> [SELECTED EXCERPT]
· · · · ·
Monday, March 17, 2014
Fr. Eduardo Barrios, SJ
However, to that indisputable reality, a more comforting one must be added: Suffering does not necessarily exclude happiness.
How many mothers wear down their lives taking care of a child who is ill! A mother’s love sweetens the heartaches of renouncing to strolls and fun in order to take care of a terminally ill patient. Love holds the keys to happiness.
What we are able to grasp about natural love can be admired with greater splendor at the supernatural level.
Christians know – yes, they know, because faith is a profound knowledge, as it comes from divine wisdom – that the greatest good for humanity, human redemption, did not happen without the Savior’s crucifixion.
Since then, the crucified-risen One’s disciples experience joy by sharing in the Lord’s suffering.
When the first apostles were flogged and prohibited from spreading Christianity, they came away from the torture “rejoicing that they had been found worthy to suffer dishonor for the sake of the Name” (Acts 5:41). All the apostles, with the exception of St. John, suffered martyrdom. There were many martyrs during the first three centuries of the Christian era. They did not go to their torture crying or cursing, but singing hymns of praise. Masochism? No; the clarity of their faith and love overcame their powerful conservation instinct, and made them feel joyful when they crossed the threshold from death to eternal life.
Constantine’s peace in the year 313 closed the era of the first martyrs, and a new way of holiness and identifying with the suffering Jesus gained strength: Monastic life, at first eremitic or in solitude, later cenobitic or in community. It was perceived as a bloodless sacrifice, a crucifixion with the nails of poverty, chastity and obedience. To this day, that institution survives under the name of consecrated life, and it is a source of joy for thousands of Christians. Clergy of the Latin rite also bear with joy the cross of consecrated celibacy.
· · · · ·
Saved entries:
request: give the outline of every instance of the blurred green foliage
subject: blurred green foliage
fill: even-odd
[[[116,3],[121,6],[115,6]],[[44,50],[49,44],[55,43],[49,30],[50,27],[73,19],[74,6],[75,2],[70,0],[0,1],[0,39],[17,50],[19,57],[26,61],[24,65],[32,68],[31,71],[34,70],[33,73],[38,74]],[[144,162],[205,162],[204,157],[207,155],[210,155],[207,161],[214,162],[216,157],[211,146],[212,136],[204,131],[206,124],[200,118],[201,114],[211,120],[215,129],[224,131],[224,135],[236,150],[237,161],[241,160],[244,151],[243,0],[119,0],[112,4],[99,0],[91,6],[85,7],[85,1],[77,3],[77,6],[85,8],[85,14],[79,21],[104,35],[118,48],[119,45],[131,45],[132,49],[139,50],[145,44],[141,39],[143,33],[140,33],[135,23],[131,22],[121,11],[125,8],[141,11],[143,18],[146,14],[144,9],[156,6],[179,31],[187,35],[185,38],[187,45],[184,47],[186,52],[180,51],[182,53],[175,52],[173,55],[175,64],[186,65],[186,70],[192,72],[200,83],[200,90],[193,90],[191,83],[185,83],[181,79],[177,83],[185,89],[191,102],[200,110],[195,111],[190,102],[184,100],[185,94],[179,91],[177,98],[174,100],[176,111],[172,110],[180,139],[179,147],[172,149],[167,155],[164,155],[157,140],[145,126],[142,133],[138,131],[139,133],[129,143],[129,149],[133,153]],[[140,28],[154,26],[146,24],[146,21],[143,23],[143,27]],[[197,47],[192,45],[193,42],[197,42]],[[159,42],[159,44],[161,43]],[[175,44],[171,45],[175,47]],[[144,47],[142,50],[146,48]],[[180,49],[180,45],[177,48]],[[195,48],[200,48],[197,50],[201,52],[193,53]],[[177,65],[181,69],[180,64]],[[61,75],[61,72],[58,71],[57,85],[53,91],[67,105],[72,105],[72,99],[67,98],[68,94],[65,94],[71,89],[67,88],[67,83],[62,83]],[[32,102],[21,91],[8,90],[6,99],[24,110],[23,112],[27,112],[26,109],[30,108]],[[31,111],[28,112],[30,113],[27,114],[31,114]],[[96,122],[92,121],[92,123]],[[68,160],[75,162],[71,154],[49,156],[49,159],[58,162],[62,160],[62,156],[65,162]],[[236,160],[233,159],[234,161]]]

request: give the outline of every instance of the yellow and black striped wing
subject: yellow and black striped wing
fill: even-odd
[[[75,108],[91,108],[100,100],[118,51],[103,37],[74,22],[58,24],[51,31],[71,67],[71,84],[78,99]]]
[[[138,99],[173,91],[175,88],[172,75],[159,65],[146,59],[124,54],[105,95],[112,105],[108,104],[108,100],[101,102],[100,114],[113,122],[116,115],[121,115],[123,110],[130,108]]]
· · · · ·
> [EXERCISE GOAL]
Answer these questions about the reflection on suffering and happiness:
(a) Which apostle is named as the one exception to martyrdom?
(b) In what year did Constantine's peace close the era of the first martyrs?
(c) What three things are called the nails of the crucifixion that monastic life was perceived to be?

> [RESULT OF THE TASK]
(a) St. John
(b) 313
(c) Poverty, chastity and obedience